▸ WHAT THE EXERCISE ASKS
What comes back must be the data itself, retyped exactly.
** Opening RECORD EXTRACTS block **
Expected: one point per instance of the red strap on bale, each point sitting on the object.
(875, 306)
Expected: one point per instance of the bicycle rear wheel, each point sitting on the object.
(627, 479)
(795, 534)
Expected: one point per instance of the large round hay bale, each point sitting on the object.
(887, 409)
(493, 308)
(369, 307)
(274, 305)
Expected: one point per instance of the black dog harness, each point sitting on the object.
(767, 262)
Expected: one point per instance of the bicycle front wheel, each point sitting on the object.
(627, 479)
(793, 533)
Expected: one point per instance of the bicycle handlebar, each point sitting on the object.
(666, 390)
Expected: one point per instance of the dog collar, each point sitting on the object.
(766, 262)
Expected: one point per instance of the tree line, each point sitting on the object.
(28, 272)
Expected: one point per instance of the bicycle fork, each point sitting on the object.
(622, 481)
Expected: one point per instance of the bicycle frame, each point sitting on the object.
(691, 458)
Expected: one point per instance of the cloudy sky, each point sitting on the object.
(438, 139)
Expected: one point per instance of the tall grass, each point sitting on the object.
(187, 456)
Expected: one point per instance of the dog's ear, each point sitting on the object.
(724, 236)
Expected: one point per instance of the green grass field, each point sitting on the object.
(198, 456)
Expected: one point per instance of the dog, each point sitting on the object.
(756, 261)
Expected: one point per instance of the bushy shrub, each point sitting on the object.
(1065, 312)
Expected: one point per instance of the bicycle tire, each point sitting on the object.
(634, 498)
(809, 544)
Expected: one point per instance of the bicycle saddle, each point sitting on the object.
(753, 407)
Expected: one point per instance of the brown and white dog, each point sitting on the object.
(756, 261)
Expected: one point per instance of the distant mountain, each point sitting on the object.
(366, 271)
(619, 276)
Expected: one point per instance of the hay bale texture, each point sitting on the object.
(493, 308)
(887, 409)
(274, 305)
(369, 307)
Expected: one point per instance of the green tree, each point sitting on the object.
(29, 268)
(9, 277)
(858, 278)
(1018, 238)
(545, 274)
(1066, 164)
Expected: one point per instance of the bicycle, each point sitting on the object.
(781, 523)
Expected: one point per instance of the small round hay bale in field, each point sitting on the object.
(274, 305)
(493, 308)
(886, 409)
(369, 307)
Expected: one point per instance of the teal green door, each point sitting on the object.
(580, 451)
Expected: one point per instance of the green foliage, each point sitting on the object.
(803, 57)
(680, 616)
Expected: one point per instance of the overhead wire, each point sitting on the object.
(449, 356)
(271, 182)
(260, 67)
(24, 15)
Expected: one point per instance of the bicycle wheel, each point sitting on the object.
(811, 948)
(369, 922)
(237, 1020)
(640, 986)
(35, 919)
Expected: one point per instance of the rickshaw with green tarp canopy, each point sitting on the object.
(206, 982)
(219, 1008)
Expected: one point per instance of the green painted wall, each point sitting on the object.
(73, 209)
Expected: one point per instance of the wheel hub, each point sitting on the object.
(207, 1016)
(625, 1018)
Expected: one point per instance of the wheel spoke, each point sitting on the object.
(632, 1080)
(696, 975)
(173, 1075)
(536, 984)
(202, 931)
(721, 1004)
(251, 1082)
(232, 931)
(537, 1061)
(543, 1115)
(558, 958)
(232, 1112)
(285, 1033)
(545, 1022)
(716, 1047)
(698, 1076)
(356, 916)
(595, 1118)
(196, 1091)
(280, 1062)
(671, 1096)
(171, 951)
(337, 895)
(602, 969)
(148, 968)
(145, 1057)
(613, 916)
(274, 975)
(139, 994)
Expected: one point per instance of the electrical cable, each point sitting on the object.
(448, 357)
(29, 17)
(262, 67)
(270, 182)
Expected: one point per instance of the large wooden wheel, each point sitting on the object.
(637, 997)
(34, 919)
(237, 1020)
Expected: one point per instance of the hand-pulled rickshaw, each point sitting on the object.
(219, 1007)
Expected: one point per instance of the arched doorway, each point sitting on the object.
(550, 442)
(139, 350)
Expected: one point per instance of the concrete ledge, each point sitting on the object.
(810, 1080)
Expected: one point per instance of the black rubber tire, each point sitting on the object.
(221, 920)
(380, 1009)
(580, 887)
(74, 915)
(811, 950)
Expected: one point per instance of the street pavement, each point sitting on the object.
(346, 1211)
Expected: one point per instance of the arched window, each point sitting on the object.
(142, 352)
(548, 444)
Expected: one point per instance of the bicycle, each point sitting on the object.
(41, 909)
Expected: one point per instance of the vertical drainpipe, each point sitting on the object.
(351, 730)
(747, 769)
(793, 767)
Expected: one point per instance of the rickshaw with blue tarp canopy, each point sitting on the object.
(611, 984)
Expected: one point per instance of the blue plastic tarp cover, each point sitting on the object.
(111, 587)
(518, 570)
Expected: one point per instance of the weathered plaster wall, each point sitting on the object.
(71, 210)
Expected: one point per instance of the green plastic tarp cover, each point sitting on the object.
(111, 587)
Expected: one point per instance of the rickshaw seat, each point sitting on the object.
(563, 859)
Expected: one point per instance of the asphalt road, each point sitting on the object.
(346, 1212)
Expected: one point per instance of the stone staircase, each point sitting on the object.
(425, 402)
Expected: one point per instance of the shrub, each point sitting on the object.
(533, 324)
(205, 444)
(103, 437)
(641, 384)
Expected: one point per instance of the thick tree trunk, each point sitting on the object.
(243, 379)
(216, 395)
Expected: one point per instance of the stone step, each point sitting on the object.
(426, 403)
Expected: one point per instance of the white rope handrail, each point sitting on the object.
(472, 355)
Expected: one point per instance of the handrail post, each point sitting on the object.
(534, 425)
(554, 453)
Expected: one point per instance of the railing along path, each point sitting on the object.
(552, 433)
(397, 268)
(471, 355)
** Closing RECORD EXTRACTS block **
▸ EXERCISE OUTPUT
Expected: one point per instance of the red strap on bale, each point sitting on the object.
(875, 306)
Expected: one point per instance of the bicycle rear wheel, each point sitting on the object.
(627, 479)
(795, 534)
Expected: one point per instance of the large round hay bale, each point sitting on the object.
(887, 409)
(493, 308)
(369, 307)
(274, 305)
Expected: one point per instance of the black dog harness, each point sitting on the object.
(767, 262)
Expected: one point per instance of the bicycle front wheel, each point sitting on the object.
(627, 479)
(793, 533)
Expected: one point per instance of the bicycle handlebar, each point sitting on the object.
(666, 390)
Expected: one point per instance of the dog collar, each point sitting on the object.
(766, 262)
Expected: one point per instance of the tree line, each point sitting on the object.
(28, 272)
Expected: one point per instance of the bicycle fork, each point sitting on the object.
(622, 481)
Expected: one point per instance of the bicycle frame, each point sitting on the object.
(691, 458)
Expected: one point per instance of the cloudy sky, each point sitting on the object.
(438, 139)
Expected: one point per instance of the tall grass, each point sitting on the object.
(187, 456)
Expected: one point per instance of the dog's ear, each point sitting on the object.
(724, 236)
Expected: one point per instance of the green grass field, each point sitting on the object.
(198, 456)
Expected: one point per instance of the dog, each point sitting on the object.
(756, 261)
Expected: one point per instance of the bushy shrub, each point sitting on the object.
(1065, 312)
Expected: one point per instance of the bicycle tire, each point sitting on the object.
(634, 498)
(809, 544)
Expected: one point per instance of the bicycle saddle, each point sitting on the object.
(753, 407)
Expected: one point per instance of the brown and white dog, each point sitting on the object.
(756, 261)
Expected: one point per instance of the distant mountain, each point sitting on the object.
(366, 271)
(619, 276)
Expected: one point per instance of the hay bale texture, each point sitting on the object.
(493, 308)
(887, 409)
(274, 305)
(369, 307)
Expected: one point per instance of the green tree, each point sitting on the object.
(29, 268)
(9, 277)
(858, 278)
(1018, 238)
(545, 274)
(1066, 164)
Expected: one point per instance of the bicycle, each point sitting on the object.
(781, 523)
Expected: one point per instance of the small round hay bale in field, each point sitting on the object.
(274, 305)
(493, 308)
(886, 409)
(369, 307)
Expected: one point per instance of the teal green door, each point sitting on the object.
(580, 451)
Expected: one point per instance of the green foliage, each point sitting on the object.
(803, 57)
(680, 616)
Expected: one point per instance of the overhead wire, each point sitting on the object.
(449, 356)
(271, 182)
(260, 67)
(24, 15)
Expected: one point per instance of the bicycle wheel, each point sitting on the object.
(811, 948)
(369, 922)
(237, 1020)
(640, 986)
(35, 919)
Expected: one point per instance of the rickshaw with green tarp canopy, each point sitting on the object.
(206, 982)
(219, 1008)
Expected: one point per instance of the green painted wall, each point sitting on the object.
(73, 209)
Expected: one point per instance of the wheel hub, each point sitting on the object.
(207, 1016)
(625, 1018)
Expected: one point per instance of the wheel spoke, each point sitting on the object.
(632, 1080)
(696, 975)
(173, 1075)
(536, 984)
(202, 931)
(721, 1004)
(251, 1082)
(232, 931)
(537, 1061)
(543, 1115)
(558, 958)
(232, 1112)
(285, 1033)
(545, 1022)
(716, 1047)
(698, 1076)
(356, 916)
(595, 1118)
(196, 1091)
(280, 1062)
(671, 1096)
(171, 951)
(337, 895)
(602, 969)
(148, 968)
(145, 1057)
(613, 916)
(274, 975)
(139, 994)
Expected: one point per instance of the electrical cable, each point sitting on the object.
(448, 357)
(29, 17)
(262, 67)
(270, 182)
Expected: one point per instance of the large wooden wheel, each point sitting on the object.
(637, 997)
(34, 919)
(237, 1020)
Expected: one point per instance of the hand-pulled rickshaw, each point sitting on the object.
(219, 1007)
Expected: one point per instance of the arched doorway, each point sitting on the object.
(550, 442)
(139, 350)
Expected: one point per instance of the concrete ledge, each point sitting on the object.
(810, 1080)
Expected: one point per instance of the black rubber tire, each point sitting on the object.
(221, 920)
(380, 1009)
(580, 887)
(74, 915)
(811, 950)
Expected: one point per instance of the street pavement, each point sitting on the object.
(346, 1211)
Expected: one point per instance of the arched window, each point sitting on the object.
(142, 352)
(548, 444)
Expected: one point per instance of the bicycle, each point sitting on the object.
(41, 909)
Expected: one point per instance of the vertical drainpipe, each point sitting on the object.
(351, 730)
(747, 769)
(793, 767)
Expected: one point per instance of the rickshaw with blue tarp canopy, each point sitting on the object.
(611, 984)
Expected: one point per instance of the blue plastic tarp cover, each point sitting on the object.
(111, 587)
(518, 570)
Expected: one point per instance of the weathered plaster wall, each point sitting on the object.
(71, 210)
Expected: one point per instance of the green plastic tarp cover, each point sitting on the object.
(111, 587)
Expected: one point per instance of the rickshaw seat, each point sitting on the object.
(563, 859)
Expected: one point per instance of the asphalt road, each point sitting on the object.
(346, 1212)
Expected: one point per instance of the stone staircase, each point sitting on the object.
(425, 402)
Expected: one point per instance of the shrub, each point sitting on the object.
(533, 324)
(205, 444)
(103, 437)
(641, 384)
Expected: one point per instance of the thick tree trunk, each point sitting on the object.
(243, 379)
(216, 395)
Expected: one point per instance of the stone step, each point sitting on the object.
(426, 403)
Expected: one point per instance of the white rope handrail, each point sitting on the object.
(472, 355)
Expected: one point per instance of the handrail post, each point sitting on the object.
(534, 425)
(554, 453)
Expected: one point per instance of the railing along path, each point sitting on the object.
(552, 433)
(397, 268)
(471, 355)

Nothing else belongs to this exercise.